• [Stored items]:
####

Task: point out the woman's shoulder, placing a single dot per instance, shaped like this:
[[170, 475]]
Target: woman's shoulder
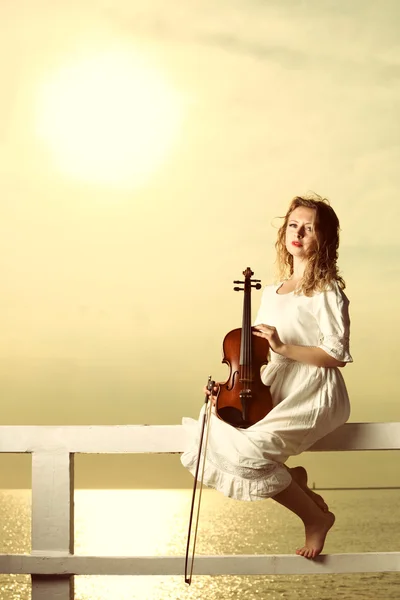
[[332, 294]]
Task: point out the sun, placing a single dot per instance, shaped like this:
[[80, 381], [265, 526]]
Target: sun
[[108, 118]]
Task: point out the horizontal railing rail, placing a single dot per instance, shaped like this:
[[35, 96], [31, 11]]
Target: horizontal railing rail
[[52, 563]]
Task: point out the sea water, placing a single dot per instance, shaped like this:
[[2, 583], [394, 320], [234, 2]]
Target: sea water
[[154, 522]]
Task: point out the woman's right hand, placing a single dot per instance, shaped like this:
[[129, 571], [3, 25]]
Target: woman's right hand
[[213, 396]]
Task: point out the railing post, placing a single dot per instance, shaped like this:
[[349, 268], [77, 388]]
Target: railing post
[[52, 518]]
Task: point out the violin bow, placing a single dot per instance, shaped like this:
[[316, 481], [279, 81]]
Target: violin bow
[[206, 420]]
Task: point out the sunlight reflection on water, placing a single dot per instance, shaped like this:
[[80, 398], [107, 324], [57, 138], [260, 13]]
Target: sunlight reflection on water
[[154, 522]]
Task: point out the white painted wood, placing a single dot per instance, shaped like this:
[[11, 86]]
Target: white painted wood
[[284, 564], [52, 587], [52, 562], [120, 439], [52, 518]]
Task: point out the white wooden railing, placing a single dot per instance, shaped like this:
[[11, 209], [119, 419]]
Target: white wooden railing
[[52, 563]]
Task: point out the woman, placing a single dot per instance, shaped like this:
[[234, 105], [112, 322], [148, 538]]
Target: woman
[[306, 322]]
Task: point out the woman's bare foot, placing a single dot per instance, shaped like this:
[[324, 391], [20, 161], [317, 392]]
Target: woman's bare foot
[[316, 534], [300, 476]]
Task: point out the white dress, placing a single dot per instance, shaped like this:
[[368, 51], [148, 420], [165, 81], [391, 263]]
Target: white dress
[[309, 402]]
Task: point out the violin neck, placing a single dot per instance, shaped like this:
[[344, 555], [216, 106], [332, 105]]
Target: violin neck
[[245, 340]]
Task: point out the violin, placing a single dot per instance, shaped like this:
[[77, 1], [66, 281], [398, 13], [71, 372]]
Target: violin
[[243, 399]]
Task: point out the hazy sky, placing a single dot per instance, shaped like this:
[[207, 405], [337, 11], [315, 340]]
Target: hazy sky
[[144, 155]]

####

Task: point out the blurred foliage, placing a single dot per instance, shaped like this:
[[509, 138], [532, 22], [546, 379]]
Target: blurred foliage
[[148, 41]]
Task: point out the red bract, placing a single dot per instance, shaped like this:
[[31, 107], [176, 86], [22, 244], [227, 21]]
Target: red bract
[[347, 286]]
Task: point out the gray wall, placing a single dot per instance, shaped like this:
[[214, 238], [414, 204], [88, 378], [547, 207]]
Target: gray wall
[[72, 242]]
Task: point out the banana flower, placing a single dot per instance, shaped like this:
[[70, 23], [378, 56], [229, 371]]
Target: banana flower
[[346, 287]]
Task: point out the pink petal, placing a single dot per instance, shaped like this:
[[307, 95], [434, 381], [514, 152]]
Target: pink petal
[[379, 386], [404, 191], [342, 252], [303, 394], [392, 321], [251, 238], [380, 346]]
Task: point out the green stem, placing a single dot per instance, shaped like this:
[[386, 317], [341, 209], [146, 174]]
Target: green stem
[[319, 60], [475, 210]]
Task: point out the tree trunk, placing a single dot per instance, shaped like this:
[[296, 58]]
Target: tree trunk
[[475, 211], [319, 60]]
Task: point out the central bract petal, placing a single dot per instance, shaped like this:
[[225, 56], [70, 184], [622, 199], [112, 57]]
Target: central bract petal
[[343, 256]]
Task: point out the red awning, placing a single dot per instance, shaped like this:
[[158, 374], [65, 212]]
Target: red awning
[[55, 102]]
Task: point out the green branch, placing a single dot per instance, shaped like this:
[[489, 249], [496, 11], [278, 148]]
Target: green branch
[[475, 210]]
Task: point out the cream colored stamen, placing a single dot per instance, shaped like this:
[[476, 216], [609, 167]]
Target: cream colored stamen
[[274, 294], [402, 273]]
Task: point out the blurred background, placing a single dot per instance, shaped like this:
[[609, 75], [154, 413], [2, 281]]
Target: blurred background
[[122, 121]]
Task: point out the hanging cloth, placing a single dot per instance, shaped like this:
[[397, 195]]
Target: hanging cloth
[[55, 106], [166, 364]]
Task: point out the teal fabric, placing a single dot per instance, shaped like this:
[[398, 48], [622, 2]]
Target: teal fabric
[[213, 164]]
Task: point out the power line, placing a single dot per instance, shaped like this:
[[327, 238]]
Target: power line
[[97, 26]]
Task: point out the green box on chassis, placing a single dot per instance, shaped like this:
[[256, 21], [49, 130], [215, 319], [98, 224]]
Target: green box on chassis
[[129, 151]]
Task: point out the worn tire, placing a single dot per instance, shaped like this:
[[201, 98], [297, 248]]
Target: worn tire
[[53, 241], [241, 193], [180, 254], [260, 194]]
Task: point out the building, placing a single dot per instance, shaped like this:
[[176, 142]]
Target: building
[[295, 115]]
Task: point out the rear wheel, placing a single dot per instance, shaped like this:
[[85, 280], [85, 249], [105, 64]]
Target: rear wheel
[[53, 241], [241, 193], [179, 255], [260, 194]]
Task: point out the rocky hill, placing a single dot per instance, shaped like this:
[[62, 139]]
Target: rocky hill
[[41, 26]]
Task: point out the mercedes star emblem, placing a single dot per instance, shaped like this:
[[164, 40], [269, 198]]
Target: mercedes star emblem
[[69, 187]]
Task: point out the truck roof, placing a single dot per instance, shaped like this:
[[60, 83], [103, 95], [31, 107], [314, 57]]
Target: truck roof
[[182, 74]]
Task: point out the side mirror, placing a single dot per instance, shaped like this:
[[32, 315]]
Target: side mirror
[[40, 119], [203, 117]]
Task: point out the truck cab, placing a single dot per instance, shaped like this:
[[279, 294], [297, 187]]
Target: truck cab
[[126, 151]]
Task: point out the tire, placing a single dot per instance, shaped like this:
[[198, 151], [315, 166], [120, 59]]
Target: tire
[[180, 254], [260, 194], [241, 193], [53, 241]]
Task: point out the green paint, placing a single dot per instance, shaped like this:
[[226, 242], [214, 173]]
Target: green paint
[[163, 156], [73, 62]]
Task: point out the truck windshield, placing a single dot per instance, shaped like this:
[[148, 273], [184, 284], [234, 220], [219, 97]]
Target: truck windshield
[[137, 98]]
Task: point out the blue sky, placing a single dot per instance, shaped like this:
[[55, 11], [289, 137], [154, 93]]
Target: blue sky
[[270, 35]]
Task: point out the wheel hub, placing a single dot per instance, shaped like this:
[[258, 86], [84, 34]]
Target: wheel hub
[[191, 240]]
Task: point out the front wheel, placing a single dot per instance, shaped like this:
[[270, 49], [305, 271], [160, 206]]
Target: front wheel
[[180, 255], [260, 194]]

####

• [What the task requires]:
Look above for the line with "Target: sea water" and the line with "Task: point out the woman's bare". Write out those two lines and all the lines between them, exactly, and no others.

• [Response to the exercise]:
Target: sea water
[[154, 522]]
Task: point out the woman's right hand, placing a single dot per instance, shaped like this:
[[129, 571], [3, 25]]
Target: woman's right hand
[[213, 396]]
Task: point out the railing post, placing a single dot per instance, shaped like this:
[[349, 268], [77, 388]]
Target: railing post
[[52, 518]]
Task: point out the violin bow, placing a single dot per instance, shaped like this:
[[316, 481], [279, 81]]
Target: violin bow
[[206, 420]]
Task: point out the sunlight reflection on water, placing a single dot per instance, shaped like this:
[[80, 398], [107, 324], [57, 138], [260, 13]]
Target: sunlight reflection on water
[[154, 522]]
Task: point out the white painted wood, placing a single dot per instance, shaped like this:
[[11, 86]]
Target: white painted wood
[[284, 564], [52, 587], [52, 562], [120, 439], [52, 518]]
Task: point out the white wooden railing, placing a single dot per instance, shaped like this:
[[11, 209], [119, 419]]
Target: white wooden railing
[[52, 563]]
Task: point out the woman, placing a single dot per instance, shaped like this:
[[234, 105], [112, 322], [148, 538]]
Target: woman
[[306, 322]]
Task: point out the woman's bare foot, placing a single dot per instance, shaped like this:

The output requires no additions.